**DIRECTIONS**:
1. In the review of Murakami's "First Person Singular," who translated the collection from the Japanese?
2. Carry on the review of Murakami's "First Person Singular," starting after its final sentence.

Haruki Murakami’s ‘First Person Singular’ a perplexing disappointment

April 27, 2021, 7:06 p.m.

Before its release, I anticipated with eagerness Haruki Murakami’s new short story collection “First Person Singular” — published in April this year and translated from the Japanese by Philip Gabriel. But, upon reading, I ultimately found myself disappointed. 

“First Person Singular” is a collection of eight short stories. True to its title, these short stories are all narrated in first person singular and, more often than not, by an unnamed, middle-aged man grappling with loneliness. Murakami seems to treat his characters as nothing more than symbols. The women in his stories are enigmatic — they perplex the narrator, and through the narrator’s perplexment, Murakami guides the story to some greater truth about the nature of loneliness, nostalgia or intimacy. 

“I’d like to tell a story about a woman,” begins the story “On a Stone Pillow.” “The thing is, I know next to nothing about her. I can’t even remember her name, or her face. And I’m willing to bet she doesn’t remember me, either.” The story then goes on to depict a sexual experience that the narrator had with the woman. By the narrator’s own admission, his experience with the woman was unexceptional; it was a chance encounter between two acquaintances. One of the only things of note, the narrator muses at the end of the story, are the teeth marks that she left on his towel, which she bit into as she orgasmed.

Perhaps in an attempt to achieve a sense of relatable averageness in his stories, Murakami utilizes this form of characterization quite ubiquitously across the collection. Side characters are entirely ordinary with the exception of a single specific, strange detail that allows them to linger in the narrator’s mind. In “On a Stone Pillow,” it is the woman’s teeth marks on a towel. In “Carnaval,” it is how “singularly ugly” a woman named F* is. In “With the Beatles,” it is a disorder that a young man has that causes him to occasionally lose long stretches of his memory — a disorder that miraculously disappears after the narrator’s chance encounter with him. In each of these cases, the narrator bears a sense of fascination towards these characters and their idiosyncrasies, yet he is not attached to them. Certainly, they seem to care more for him than he does for them.

There is something at once humbling and grandiose about the narrator of each story. He lacks a clear identity and is often lonely and aimless, yet is given a godlike position in these stories. Women are inexplicably intrigued by him: It is not that they are necessarily in love with him, but rather that they are engrossed with him, even when — as with most of the stories in this collection — they are strangers, perhaps vague acquaintances. In the titular story “First Person Singular,” the narrator is alone at a bar, reading a book. An unnamed woman approaches him, seemingly without any provocation, and asks him, “What’s so enjoyable about doing things like that?”

**SUPPLIED ENTRIES**:
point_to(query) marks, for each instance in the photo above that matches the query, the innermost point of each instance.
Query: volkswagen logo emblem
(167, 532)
* * *
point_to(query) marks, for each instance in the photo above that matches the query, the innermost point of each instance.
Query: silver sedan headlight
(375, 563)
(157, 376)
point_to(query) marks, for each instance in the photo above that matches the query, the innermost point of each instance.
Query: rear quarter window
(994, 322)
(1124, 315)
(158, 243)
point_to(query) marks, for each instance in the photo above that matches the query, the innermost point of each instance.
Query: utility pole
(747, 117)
...
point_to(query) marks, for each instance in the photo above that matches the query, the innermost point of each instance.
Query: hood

**RESPONSES TO THE EXERCISE**:
1. Philip Gabriel

2.
Even if Murakami’s goal is to write stories that encapsulate loneliness — to portray a relatable human emotion in all of its iterations — I don’t believe that it’s sufficient to simply depict the people in his stories as unable to be understood or inherently confusing. A character doesn’t understand the narrator; the narrator doesn’t understand her. Therefore, the narrator cannot be anything but lonely and aimless, and the reason for his loneliness and aimlessness is quite simple: He is constantly surrounded by irrational people with whom he cannot find true connection. 

What is the point of writing these mysterious characters — these unexplainable happenings, these strange occurrences — if there is no real attempt to prove that they are anything more than simply mysterious or strange? His story “Confessions of a Shinagawa Monkey” centers on the narrator’s encounter with a talking monkey who is exclusively sexually attracted to human women. Due to his lack of success with finding a sexual partner, he turns to stealing the names of women; that is, the monkey exercises a supernatural power that allows him to partially erase a woman’s name from her memory and keep the name for himself. 

The narrator, upon hearing the monkey’s story, is perplexed. As the reader, I also find myself perplexed. By the end of the story, the narrator decides to write out his encounter with the monkey as fiction. In a moment of rare self awareness, he admits that there is truly no theme to this story: “It’s just about an old monkey who speaks human language, in a tiny town in Gunma Prefecture, who scrubs guests’ backs in the hot springs, enjoys cold beer, falls in love with human women, and steals their names. Where’s the theme in that? Or moral?”

Ultimately, Murakami’s collection features stories that may certainly be interesting or unusual, but do not venture beyond that. It is not enough for Murakami to, through his narrator, proclaim that these stories are meaningless or ordinary or simply strange. The act of writing inherently prescribes significance to a story. If a story is truly meaningless or ordinary, why write it at all?